### Текст документа
========================================================================

С интеллектуальной прозой Орхана Памука, которого называют турецким Умберто Эко, примерно такая же ситуация. Ведь чем хороша его книга «Меня зовут Красный»? Вовсе не детективной историей о таинственных убийствах османских художников или довольно пунктирно прочерченной любовной темой, и не только историческим колоритом Стамбула XVI века, но, прежде всего, способом подачи этого материала. Роман Памука разбит на множество мелких глав, которые ведутся от лица разных персонажей — молодого рисовальщика, влюбленного в дочь своего учителя; красавицы Шекюре, четвертый год ждущей с войны мужа; старой еврейской торговки, по совместительству сводницы и свахи; даже от лица убитого художника, собаки и ... красного цвета. Повествование складывается из отдельных фрагментов, словно паззл. Или лучше сравнить его с системой зеркал, где каждое отражает картину происходящего немного иначе, с другого ракурса.

ВРАЩАЮЩИЙСЯ ПОДИУМ ОТ ХУДОЖНИКА ВОТЯКОВА

Уральскому драматургу Ярославе Пулинович, которой режиссер поручил превратить роман в пьесу, ради доходчивости пришлось перевести фрагментарную структуру книги в более привычный линейный нарратив. Но то ли в процессе сокращения спектакля, то ли еще по каким-то причинам, некоторые сюжетные блоки из рассказа выпали, и зрителям, не читавшим романа, иногда трудно было понять, что же там, собственно, происходит. Но зато тем, кто знаком с первоисточником, весьма любопытно наблюдать, как режиссер справляется с заковыристым текстом Памука.

Заложенная в названии каждой главы самопрезентация персонажей — «Меня зовут Кара», «Меня зовут Эстер», «Я Шекюре» — сохранилась лишь в самом начале, где каждый герой немного рассказывает о себе, пока остальные замирают, будто в музее восковых фигур. Дальше действие катится как в традиционном спектакле, актеры по привычке играют подробно, «зависая» на каждой сцене, хотя тут уместнее была бы легкость, стремительность, быстрое чередование эпизодов. Отчасти этого удается добиться за счет удачной сценографии Вотякова — вращающегося подиума, который позволяет мгновенно менять место действия и создает ощущение калейдоскопа: поворот, еще поворот, и перед нами уже новая картинка. Эту аналогию дополняют изображения на заднике: поскольку речь в романе идет о художниках, которых споры об искусстве доводят до смертоубийства, вполне логично было показать предмет их раздора — персидские и турецкие миниатюры.

Исламская живопись, как известно, развивалась исключительно в формате книжных иллюстраций и подчинялась очень строгим правилам. Лошадь или птицу нужно было рисовать именно так, как это делали великие мастера сотни лет назад, и никак иначе. Землю и все, что на ней, изображали немного сверху, как бы с точки зрения Аллаха — и это был не реальный, а некий идеальный мир. Проникновение на восток влияний европейской живописи с ее реализмом, вниманием к частному человеку, законами перспективы (точки зрения собаки, а не бога!), для приверженцев традиций означало страшное грехопадение.

========================================================================

### Позиции набора данных
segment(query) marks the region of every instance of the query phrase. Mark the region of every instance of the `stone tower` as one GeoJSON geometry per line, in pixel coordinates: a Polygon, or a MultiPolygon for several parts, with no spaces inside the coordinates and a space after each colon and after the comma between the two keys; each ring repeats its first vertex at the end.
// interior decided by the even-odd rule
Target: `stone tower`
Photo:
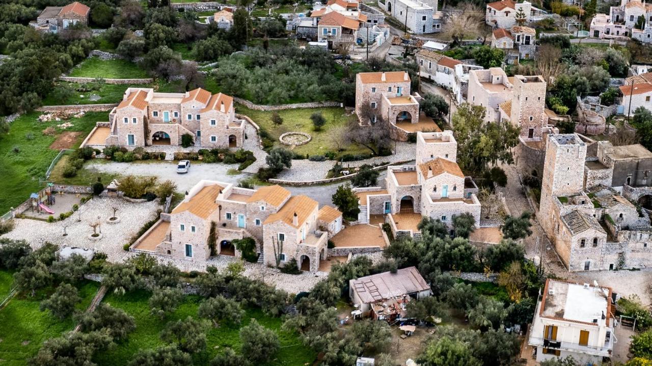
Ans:
{"type": "Polygon", "coordinates": [[[548,125],[544,111],[546,107],[546,81],[541,76],[514,77],[512,124],[521,128],[521,137],[524,140],[541,141],[542,129],[548,125]]]}
{"type": "Polygon", "coordinates": [[[576,134],[548,135],[541,178],[539,214],[541,226],[554,235],[554,206],[557,197],[580,192],[584,180],[586,143],[576,134]]]}

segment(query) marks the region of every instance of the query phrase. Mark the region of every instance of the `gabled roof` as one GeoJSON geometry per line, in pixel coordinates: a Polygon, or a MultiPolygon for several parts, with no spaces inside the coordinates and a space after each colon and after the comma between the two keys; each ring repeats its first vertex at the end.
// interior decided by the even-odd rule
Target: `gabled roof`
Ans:
{"type": "Polygon", "coordinates": [[[429,170],[432,171],[432,176],[447,173],[464,178],[464,174],[462,173],[462,169],[460,169],[460,165],[457,163],[441,158],[437,158],[434,160],[421,163],[419,165],[419,167],[421,169],[421,174],[426,179],[428,178],[428,171],[429,170]]]}
{"type": "Polygon", "coordinates": [[[175,207],[171,213],[174,214],[188,211],[202,219],[207,219],[217,209],[218,204],[215,200],[222,189],[222,186],[217,184],[206,186],[190,197],[190,200],[175,207]]]}
{"type": "Polygon", "coordinates": [[[140,89],[138,91],[132,91],[126,99],[123,100],[118,104],[118,109],[125,107],[134,107],[141,110],[145,110],[147,107],[147,102],[145,100],[147,96],[147,92],[140,89]]]}
{"type": "Polygon", "coordinates": [[[268,224],[282,221],[293,227],[299,229],[318,206],[319,204],[316,201],[306,195],[293,196],[278,212],[270,215],[263,223],[268,224]],[[297,216],[297,225],[294,225],[293,222],[295,215],[297,216]]]}
{"type": "MultiPolygon", "coordinates": [[[[210,94],[211,93],[209,92],[209,94],[210,94]]],[[[200,113],[203,113],[211,109],[215,109],[220,111],[224,110],[224,113],[226,113],[229,111],[229,109],[233,104],[233,98],[232,96],[226,95],[226,94],[222,94],[221,92],[218,93],[211,96],[210,99],[208,100],[208,103],[206,104],[206,107],[200,111],[200,113]],[[222,107],[224,107],[224,109],[222,109],[222,107]]]]}
{"type": "Polygon", "coordinates": [[[278,207],[289,195],[289,191],[276,184],[258,188],[258,190],[252,195],[246,201],[248,203],[262,201],[269,204],[278,207]]]}
{"type": "Polygon", "coordinates": [[[500,1],[489,3],[487,4],[487,6],[497,10],[501,10],[505,8],[510,8],[511,9],[516,8],[516,3],[512,0],[501,0],[500,1]]]}
{"type": "Polygon", "coordinates": [[[349,18],[337,12],[331,12],[321,17],[319,25],[339,25],[357,31],[360,27],[360,22],[357,20],[349,18]]]}
{"type": "Polygon", "coordinates": [[[363,84],[376,83],[400,83],[409,81],[409,76],[405,71],[387,71],[385,72],[359,72],[358,76],[363,84]],[[383,79],[383,74],[385,79],[383,79]]]}
{"type": "Polygon", "coordinates": [[[192,90],[186,93],[186,96],[181,100],[181,103],[185,103],[186,102],[190,102],[191,100],[196,100],[200,103],[206,105],[208,103],[208,100],[211,98],[211,92],[202,89],[201,88],[197,88],[196,89],[192,90]]]}
{"type": "Polygon", "coordinates": [[[512,36],[512,33],[505,28],[497,28],[494,30],[494,38],[496,39],[500,39],[505,37],[514,39],[514,37],[512,36]]]}
{"type": "Polygon", "coordinates": [[[319,212],[317,215],[319,220],[326,222],[333,222],[336,218],[342,216],[342,212],[339,210],[332,206],[324,206],[319,208],[319,212]]]}
{"type": "Polygon", "coordinates": [[[82,16],[86,16],[90,11],[91,8],[84,5],[82,3],[75,1],[74,3],[71,3],[61,8],[61,11],[59,14],[64,14],[67,12],[72,12],[82,16]]]}

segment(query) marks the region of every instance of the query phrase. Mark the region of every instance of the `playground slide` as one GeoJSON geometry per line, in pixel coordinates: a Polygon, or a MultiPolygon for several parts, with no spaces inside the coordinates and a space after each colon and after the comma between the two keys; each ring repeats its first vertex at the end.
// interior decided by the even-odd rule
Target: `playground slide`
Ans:
{"type": "Polygon", "coordinates": [[[48,207],[47,206],[46,206],[45,204],[43,204],[42,203],[41,203],[38,206],[40,206],[41,208],[42,208],[46,212],[48,212],[48,214],[53,214],[54,213],[54,211],[50,210],[50,207],[48,207]]]}

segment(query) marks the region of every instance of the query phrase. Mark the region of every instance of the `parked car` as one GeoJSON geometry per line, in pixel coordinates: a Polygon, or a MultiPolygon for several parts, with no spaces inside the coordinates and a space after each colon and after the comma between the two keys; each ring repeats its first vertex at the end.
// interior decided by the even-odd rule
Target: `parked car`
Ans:
{"type": "Polygon", "coordinates": [[[188,173],[188,171],[190,170],[190,160],[181,160],[177,165],[177,173],[181,174],[182,173],[188,173]]]}

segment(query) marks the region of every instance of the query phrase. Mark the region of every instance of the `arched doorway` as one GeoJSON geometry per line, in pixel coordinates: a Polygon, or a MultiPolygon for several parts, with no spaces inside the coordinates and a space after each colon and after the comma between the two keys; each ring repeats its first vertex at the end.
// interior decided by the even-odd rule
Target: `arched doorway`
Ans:
{"type": "Polygon", "coordinates": [[[229,240],[220,242],[220,254],[224,255],[235,255],[235,248],[229,240]]]}
{"type": "Polygon", "coordinates": [[[404,196],[401,199],[401,206],[398,210],[399,212],[414,212],[414,199],[412,196],[404,196]]]}
{"type": "Polygon", "coordinates": [[[301,270],[310,272],[310,258],[306,255],[301,256],[301,270]]]}
{"type": "Polygon", "coordinates": [[[396,115],[396,124],[399,123],[412,123],[412,115],[408,111],[399,112],[396,115]]]}
{"type": "Polygon", "coordinates": [[[170,145],[170,135],[158,131],[152,135],[152,145],[170,145]]]}
{"type": "Polygon", "coordinates": [[[638,204],[644,208],[652,210],[652,195],[645,195],[639,198],[638,204]]]}

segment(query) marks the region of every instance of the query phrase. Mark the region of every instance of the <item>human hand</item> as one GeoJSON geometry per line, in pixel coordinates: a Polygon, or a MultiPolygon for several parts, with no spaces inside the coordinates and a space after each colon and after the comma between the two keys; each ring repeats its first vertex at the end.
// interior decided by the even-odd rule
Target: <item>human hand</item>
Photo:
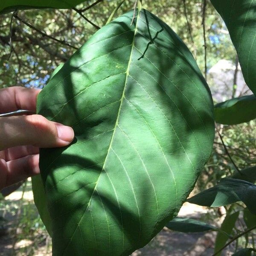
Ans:
{"type": "MultiPolygon", "coordinates": [[[[40,90],[0,89],[0,114],[18,110],[35,113],[40,90]]],[[[39,115],[0,117],[0,190],[38,174],[39,148],[67,146],[74,139],[71,127],[39,115]]]]}

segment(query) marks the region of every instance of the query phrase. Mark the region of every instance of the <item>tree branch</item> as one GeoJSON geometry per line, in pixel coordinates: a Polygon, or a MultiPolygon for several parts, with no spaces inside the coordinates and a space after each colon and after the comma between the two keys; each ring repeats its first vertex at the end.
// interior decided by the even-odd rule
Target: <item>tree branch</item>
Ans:
{"type": "Polygon", "coordinates": [[[229,157],[230,161],[233,164],[233,165],[235,167],[235,168],[236,168],[236,171],[237,171],[237,172],[239,173],[239,174],[242,175],[243,174],[240,172],[240,170],[239,169],[239,168],[237,167],[237,166],[236,166],[236,165],[235,163],[235,162],[234,162],[233,159],[232,159],[232,157],[231,157],[231,156],[228,150],[227,150],[227,146],[226,146],[226,145],[225,145],[225,143],[224,143],[224,141],[223,141],[223,139],[222,138],[222,136],[221,136],[221,134],[220,133],[219,131],[218,130],[218,129],[216,129],[216,130],[217,130],[217,132],[218,133],[218,134],[219,136],[220,137],[221,140],[221,143],[222,143],[222,145],[223,145],[224,149],[225,149],[225,152],[226,152],[226,154],[227,154],[227,156],[229,157]]]}
{"type": "Polygon", "coordinates": [[[91,21],[89,19],[87,19],[82,13],[82,11],[81,11],[81,10],[79,10],[76,8],[73,8],[73,10],[76,12],[77,12],[77,13],[78,13],[84,19],[84,20],[85,20],[86,21],[89,22],[89,23],[90,23],[91,25],[92,25],[94,27],[96,28],[97,29],[100,29],[100,27],[99,27],[98,25],[96,25],[96,24],[91,21]]]}
{"type": "Polygon", "coordinates": [[[67,43],[64,40],[62,40],[62,41],[60,40],[57,39],[57,38],[54,38],[50,35],[48,35],[47,34],[46,34],[44,32],[42,32],[39,29],[33,26],[32,26],[31,24],[29,24],[29,23],[28,23],[28,22],[26,21],[25,20],[24,20],[22,19],[21,18],[20,18],[20,17],[18,16],[17,15],[15,14],[14,15],[14,17],[15,17],[17,20],[19,20],[20,22],[22,22],[22,23],[25,24],[28,27],[30,27],[31,29],[33,29],[34,30],[35,30],[35,31],[36,31],[37,32],[39,33],[40,35],[41,35],[44,37],[45,37],[48,38],[52,39],[52,40],[56,41],[56,42],[58,42],[58,43],[60,43],[60,44],[64,44],[64,45],[66,45],[66,46],[68,46],[69,47],[70,47],[74,49],[79,49],[77,47],[73,46],[73,45],[70,44],[68,43],[67,43]]]}
{"type": "Polygon", "coordinates": [[[87,11],[87,10],[90,9],[92,7],[93,7],[94,6],[96,6],[97,3],[100,3],[101,2],[102,2],[102,1],[103,1],[103,0],[98,0],[98,1],[96,1],[96,2],[95,2],[95,3],[92,3],[89,6],[87,7],[86,7],[86,8],[84,8],[84,9],[81,10],[81,11],[82,12],[85,12],[85,11],[87,11]]]}
{"type": "Polygon", "coordinates": [[[194,48],[194,55],[195,55],[194,57],[196,59],[196,48],[195,47],[195,44],[194,39],[193,38],[193,36],[192,35],[192,30],[191,29],[191,26],[190,26],[190,23],[189,21],[189,19],[188,17],[188,15],[186,11],[186,0],[183,0],[183,5],[184,6],[184,13],[185,14],[185,17],[186,17],[186,20],[187,24],[188,25],[189,32],[189,35],[190,36],[191,41],[192,42],[192,43],[193,44],[193,48],[194,48]]]}
{"type": "Polygon", "coordinates": [[[205,80],[207,81],[207,45],[206,43],[206,33],[205,31],[205,12],[206,11],[207,2],[206,0],[203,0],[204,3],[203,5],[203,20],[202,25],[203,25],[203,30],[204,31],[204,77],[205,80]]]}
{"type": "MultiPolygon", "coordinates": [[[[216,255],[218,255],[218,254],[219,253],[224,249],[225,249],[227,246],[228,246],[231,243],[233,243],[234,241],[236,241],[237,239],[239,238],[239,237],[241,237],[241,236],[243,236],[245,235],[246,234],[247,234],[247,233],[249,233],[249,232],[250,232],[250,231],[253,230],[255,229],[256,229],[256,226],[254,226],[254,227],[251,227],[251,228],[249,228],[247,230],[245,230],[242,233],[240,233],[237,236],[236,236],[234,237],[230,240],[230,241],[229,242],[228,242],[228,243],[226,244],[225,245],[221,247],[221,249],[218,250],[214,254],[212,254],[212,256],[216,256],[216,255]]],[[[252,250],[254,250],[254,249],[253,248],[252,248],[252,250]]]]}

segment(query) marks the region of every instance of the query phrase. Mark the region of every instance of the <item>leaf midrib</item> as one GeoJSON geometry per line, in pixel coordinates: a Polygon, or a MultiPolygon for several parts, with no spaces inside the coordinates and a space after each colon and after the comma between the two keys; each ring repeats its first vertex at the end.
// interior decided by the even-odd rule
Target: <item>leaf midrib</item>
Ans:
{"type": "MultiPolygon", "coordinates": [[[[111,146],[112,146],[112,144],[113,143],[113,138],[115,136],[115,132],[116,132],[116,128],[118,127],[118,121],[119,120],[119,117],[120,116],[120,112],[121,111],[121,109],[122,108],[122,102],[123,101],[123,99],[125,98],[125,89],[126,87],[126,85],[127,84],[127,80],[128,79],[128,77],[129,76],[129,71],[130,70],[130,67],[131,66],[131,64],[132,62],[132,55],[133,55],[133,50],[135,48],[135,37],[136,37],[136,32],[137,32],[138,31],[138,23],[139,23],[139,20],[140,19],[140,11],[141,10],[141,6],[140,6],[140,5],[139,5],[139,7],[137,9],[137,12],[138,12],[138,14],[137,15],[137,17],[136,18],[136,26],[135,26],[135,29],[134,29],[134,38],[133,39],[133,41],[131,44],[131,54],[130,55],[130,58],[129,59],[129,61],[128,62],[128,65],[127,66],[127,69],[126,70],[126,77],[125,77],[125,85],[124,86],[124,89],[123,90],[123,92],[122,92],[122,95],[121,96],[121,100],[120,100],[120,106],[119,107],[119,109],[118,110],[118,112],[117,113],[117,116],[116,117],[116,123],[115,124],[115,126],[114,126],[114,128],[113,129],[113,133],[112,134],[112,136],[111,138],[111,140],[110,141],[110,145],[109,145],[109,146],[108,147],[108,152],[107,153],[107,154],[106,155],[106,157],[105,158],[105,160],[104,161],[104,163],[103,164],[103,166],[102,166],[102,169],[101,170],[101,172],[100,172],[100,175],[99,176],[99,177],[97,180],[97,181],[96,182],[96,185],[94,187],[94,189],[93,189],[93,190],[92,193],[92,195],[90,198],[90,200],[89,201],[89,202],[88,203],[88,205],[87,206],[87,207],[86,208],[86,209],[85,209],[85,210],[84,211],[84,214],[82,216],[82,217],[81,217],[80,220],[79,221],[79,222],[78,223],[78,224],[77,224],[77,226],[76,228],[76,229],[75,230],[73,234],[72,235],[72,236],[71,236],[71,237],[70,239],[70,240],[67,244],[67,247],[66,247],[66,248],[65,248],[65,250],[64,251],[64,254],[65,253],[65,251],[66,251],[66,250],[67,250],[67,249],[68,248],[68,247],[70,244],[70,242],[72,241],[72,239],[73,238],[73,237],[74,236],[74,235],[75,235],[76,232],[76,230],[77,230],[77,228],[78,228],[78,227],[79,227],[80,224],[82,221],[82,220],[83,219],[84,215],[85,214],[86,212],[87,212],[87,210],[88,209],[88,208],[90,207],[90,201],[93,198],[93,196],[96,190],[96,187],[97,187],[97,185],[98,185],[98,183],[99,183],[99,179],[100,178],[100,177],[101,176],[101,175],[102,174],[102,173],[103,172],[103,171],[105,169],[105,165],[106,164],[106,163],[107,162],[107,160],[108,159],[108,156],[109,154],[109,152],[110,151],[110,150],[111,148],[111,146]]],[[[112,182],[111,182],[111,184],[112,184],[112,182]]],[[[112,185],[113,186],[113,185],[112,185]]],[[[117,201],[118,201],[118,200],[117,199],[117,201]]],[[[119,206],[119,203],[118,203],[118,204],[119,206]]],[[[119,206],[119,209],[120,209],[120,206],[119,206]]],[[[120,209],[120,211],[121,211],[121,209],[120,209]]],[[[123,239],[123,243],[124,243],[124,239],[123,239]]]]}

========================================================================

### Условие задания
Переведите на английский язык следующее предложение из текста документа: «Исламская живопись, как известно, развивалась исключительно в формате книжных иллюстраций и подчинялась очень строгим правилам».

### Результат
Islamic painting, as is well known, developed exclusively in the form of book illustrations and was subject to very strict rules.